• [Consigne détaillée]: D'après le passage fourni, quel âge a la personne qui raconte lorsqu'elle retrouve l'association un an plus tard ?

Donc, forcément, des liens se créent et là bas, je rencontre un garçon qui s'appelle Keryan et donc je suis encore au collège, lui il est au milieu du lycée. Un moment donné, on n'est pas dans les mêmes phases de nos vies. Puis les années passent donc il y a toujours le garçon, cette association que je retrouve donc un an plus tard. J'ai 15 ans. J'ai toujours le même style de relations avec tout le monde. Lui, ça reste un pote. De son côté, lui, il a une copine où c'est un peu plus sérieux déjà. Et on se croise toujours dans les couloirs du château. On est potes, mais rien n'a changé.

• [Données]:
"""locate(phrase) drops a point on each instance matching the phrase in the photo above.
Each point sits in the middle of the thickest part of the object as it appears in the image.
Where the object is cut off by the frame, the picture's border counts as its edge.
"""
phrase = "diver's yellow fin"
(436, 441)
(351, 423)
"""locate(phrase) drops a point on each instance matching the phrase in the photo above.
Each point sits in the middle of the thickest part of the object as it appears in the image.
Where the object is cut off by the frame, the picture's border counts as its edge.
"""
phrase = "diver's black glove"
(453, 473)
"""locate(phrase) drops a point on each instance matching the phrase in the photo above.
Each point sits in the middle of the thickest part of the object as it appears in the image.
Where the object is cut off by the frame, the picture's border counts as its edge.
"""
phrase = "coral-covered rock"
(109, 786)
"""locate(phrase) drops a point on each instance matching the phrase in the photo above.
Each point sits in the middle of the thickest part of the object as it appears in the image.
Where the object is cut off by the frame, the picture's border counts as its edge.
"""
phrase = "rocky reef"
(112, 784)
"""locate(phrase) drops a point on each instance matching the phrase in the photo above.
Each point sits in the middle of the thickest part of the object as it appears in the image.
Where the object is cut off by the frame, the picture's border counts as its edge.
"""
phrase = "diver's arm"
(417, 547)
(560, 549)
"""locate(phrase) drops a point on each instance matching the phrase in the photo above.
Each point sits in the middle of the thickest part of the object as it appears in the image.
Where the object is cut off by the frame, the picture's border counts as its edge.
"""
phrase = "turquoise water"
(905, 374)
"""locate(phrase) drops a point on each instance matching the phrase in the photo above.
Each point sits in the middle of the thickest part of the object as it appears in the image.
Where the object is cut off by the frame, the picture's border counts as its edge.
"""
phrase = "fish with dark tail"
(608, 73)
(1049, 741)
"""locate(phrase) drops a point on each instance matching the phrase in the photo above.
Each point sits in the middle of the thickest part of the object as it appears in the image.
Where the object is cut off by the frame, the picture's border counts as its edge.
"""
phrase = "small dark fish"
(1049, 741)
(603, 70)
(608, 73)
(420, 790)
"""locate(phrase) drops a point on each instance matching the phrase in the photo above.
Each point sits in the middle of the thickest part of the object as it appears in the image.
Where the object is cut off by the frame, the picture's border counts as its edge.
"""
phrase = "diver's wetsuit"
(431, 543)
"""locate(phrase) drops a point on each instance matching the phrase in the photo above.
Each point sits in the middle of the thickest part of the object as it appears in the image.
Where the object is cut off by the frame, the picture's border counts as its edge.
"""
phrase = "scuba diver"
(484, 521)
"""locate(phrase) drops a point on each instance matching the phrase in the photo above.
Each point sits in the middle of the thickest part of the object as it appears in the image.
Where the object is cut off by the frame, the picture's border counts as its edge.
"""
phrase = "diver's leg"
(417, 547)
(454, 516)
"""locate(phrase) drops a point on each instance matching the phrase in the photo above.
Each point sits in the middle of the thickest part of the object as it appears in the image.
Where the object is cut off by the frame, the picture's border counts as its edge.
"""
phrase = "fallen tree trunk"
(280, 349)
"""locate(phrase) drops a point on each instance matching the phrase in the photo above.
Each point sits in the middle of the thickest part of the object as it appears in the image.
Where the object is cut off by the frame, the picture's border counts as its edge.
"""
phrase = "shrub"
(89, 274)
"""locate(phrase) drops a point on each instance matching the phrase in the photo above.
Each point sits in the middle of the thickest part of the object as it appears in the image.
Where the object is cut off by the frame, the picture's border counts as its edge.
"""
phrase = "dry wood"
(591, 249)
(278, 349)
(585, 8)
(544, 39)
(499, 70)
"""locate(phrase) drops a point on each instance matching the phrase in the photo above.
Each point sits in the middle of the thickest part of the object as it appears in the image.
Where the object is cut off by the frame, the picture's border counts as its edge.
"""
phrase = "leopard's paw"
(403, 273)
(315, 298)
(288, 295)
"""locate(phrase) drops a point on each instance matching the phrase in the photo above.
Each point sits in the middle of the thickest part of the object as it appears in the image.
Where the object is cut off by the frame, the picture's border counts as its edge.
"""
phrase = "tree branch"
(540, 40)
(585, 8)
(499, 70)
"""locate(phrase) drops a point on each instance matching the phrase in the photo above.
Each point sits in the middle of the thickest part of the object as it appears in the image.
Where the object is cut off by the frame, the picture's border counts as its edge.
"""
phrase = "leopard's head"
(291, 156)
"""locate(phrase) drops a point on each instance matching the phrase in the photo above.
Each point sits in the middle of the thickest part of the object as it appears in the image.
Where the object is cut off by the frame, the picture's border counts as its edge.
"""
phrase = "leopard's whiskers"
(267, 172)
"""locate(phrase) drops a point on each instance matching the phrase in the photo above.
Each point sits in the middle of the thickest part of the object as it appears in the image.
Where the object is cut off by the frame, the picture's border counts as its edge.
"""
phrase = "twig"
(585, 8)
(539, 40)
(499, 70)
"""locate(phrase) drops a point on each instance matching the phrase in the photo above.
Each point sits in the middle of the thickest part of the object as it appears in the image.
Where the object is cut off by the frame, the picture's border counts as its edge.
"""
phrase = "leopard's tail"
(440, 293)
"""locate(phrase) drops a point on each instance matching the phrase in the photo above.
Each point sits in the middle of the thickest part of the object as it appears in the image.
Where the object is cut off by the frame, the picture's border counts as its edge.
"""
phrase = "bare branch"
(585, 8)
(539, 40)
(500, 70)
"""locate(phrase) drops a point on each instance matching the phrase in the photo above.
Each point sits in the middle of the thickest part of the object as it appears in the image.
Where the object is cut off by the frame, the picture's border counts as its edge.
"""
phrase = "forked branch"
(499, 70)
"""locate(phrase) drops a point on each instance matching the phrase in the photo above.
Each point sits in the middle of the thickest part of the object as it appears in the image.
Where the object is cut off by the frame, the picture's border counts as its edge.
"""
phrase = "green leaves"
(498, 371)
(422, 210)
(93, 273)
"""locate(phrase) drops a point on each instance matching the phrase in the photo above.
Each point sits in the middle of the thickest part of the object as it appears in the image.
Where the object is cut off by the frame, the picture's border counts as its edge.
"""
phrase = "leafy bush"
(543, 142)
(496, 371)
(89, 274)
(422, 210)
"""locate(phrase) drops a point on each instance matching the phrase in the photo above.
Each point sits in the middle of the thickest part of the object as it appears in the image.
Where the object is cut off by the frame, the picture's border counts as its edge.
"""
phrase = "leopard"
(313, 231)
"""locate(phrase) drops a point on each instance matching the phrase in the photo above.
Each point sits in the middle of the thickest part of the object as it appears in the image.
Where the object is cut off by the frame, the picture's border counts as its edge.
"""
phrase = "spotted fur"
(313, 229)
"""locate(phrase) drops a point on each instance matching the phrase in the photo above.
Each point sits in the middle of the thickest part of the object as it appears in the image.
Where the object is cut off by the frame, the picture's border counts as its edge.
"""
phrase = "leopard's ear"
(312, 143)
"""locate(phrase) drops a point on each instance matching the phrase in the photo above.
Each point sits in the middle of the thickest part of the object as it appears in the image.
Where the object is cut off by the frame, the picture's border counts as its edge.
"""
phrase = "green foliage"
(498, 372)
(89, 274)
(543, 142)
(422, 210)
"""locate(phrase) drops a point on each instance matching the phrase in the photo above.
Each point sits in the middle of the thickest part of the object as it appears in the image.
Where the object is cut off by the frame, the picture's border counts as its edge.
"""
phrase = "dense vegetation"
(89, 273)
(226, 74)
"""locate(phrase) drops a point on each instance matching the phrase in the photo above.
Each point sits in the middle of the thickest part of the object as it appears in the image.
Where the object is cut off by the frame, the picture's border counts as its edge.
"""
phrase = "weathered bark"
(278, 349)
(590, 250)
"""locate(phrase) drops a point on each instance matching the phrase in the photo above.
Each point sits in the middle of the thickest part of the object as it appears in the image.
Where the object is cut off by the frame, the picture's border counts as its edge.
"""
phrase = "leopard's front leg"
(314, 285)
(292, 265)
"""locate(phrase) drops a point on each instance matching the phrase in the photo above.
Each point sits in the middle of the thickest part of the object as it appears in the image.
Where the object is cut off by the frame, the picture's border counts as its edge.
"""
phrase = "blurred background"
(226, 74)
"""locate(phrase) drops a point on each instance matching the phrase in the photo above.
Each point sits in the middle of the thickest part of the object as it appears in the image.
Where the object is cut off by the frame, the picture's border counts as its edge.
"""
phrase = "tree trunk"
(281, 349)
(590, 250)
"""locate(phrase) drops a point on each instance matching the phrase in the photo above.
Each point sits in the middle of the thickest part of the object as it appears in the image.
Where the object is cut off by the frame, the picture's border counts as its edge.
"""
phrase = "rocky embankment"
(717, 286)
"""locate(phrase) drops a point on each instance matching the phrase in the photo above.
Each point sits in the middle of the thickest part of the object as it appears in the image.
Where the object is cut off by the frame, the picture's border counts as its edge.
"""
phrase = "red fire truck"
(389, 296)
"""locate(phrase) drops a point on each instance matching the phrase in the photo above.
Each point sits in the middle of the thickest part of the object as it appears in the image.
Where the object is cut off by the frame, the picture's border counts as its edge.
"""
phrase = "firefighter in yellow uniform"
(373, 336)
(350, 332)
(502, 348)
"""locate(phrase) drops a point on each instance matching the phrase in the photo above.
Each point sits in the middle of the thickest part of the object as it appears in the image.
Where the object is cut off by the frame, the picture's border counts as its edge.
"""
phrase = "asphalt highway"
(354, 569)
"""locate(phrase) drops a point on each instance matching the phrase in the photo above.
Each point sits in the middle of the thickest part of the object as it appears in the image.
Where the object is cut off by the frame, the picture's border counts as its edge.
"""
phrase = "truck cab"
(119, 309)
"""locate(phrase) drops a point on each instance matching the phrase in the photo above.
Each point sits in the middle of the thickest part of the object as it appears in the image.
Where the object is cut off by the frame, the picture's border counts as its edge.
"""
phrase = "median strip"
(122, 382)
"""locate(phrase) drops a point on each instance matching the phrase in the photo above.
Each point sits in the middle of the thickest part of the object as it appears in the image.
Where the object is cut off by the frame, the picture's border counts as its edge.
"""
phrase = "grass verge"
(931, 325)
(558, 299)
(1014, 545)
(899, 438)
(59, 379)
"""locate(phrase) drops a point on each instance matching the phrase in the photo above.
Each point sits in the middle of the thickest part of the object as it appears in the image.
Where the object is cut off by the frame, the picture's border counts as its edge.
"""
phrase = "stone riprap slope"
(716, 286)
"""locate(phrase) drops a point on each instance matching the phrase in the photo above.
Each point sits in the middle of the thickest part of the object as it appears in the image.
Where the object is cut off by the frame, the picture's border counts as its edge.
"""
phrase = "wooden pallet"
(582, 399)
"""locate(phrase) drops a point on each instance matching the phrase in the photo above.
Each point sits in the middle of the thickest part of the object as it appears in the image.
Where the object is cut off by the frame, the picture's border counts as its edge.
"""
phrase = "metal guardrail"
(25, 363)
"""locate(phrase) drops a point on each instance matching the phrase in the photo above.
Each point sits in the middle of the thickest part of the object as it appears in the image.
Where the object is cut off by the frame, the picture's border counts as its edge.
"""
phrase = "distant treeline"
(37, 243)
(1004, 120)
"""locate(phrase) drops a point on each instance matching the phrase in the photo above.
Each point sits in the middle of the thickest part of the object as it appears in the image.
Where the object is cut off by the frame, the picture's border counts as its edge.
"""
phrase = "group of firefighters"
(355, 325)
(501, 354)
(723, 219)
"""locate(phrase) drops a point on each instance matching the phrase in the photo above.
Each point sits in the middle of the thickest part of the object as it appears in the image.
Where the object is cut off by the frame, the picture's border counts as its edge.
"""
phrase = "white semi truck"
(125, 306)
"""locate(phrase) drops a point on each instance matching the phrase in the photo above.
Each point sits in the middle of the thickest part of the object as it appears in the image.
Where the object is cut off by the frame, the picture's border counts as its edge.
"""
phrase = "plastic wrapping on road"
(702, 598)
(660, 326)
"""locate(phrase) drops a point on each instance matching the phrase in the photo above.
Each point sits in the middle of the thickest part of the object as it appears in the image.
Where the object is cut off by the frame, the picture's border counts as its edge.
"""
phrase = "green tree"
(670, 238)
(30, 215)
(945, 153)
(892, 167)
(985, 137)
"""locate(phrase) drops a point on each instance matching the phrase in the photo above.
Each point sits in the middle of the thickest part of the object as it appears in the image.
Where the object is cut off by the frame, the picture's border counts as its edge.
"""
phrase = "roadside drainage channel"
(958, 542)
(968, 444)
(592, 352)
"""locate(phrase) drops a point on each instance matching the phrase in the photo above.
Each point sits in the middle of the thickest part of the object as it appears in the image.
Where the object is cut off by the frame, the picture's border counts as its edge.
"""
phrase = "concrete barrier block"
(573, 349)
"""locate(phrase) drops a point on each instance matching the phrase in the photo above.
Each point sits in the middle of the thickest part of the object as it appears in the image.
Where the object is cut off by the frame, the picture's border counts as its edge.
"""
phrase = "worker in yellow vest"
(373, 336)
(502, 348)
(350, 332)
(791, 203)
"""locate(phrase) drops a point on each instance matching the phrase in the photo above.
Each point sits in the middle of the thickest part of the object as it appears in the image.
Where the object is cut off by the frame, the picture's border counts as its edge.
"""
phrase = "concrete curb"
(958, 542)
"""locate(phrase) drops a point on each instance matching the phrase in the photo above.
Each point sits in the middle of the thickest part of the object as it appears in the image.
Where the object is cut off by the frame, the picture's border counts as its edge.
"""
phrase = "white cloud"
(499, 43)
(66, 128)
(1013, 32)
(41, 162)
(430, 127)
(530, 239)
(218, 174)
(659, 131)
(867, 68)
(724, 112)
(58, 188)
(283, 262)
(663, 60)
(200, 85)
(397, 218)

• [Réponse finale]: 15 ans.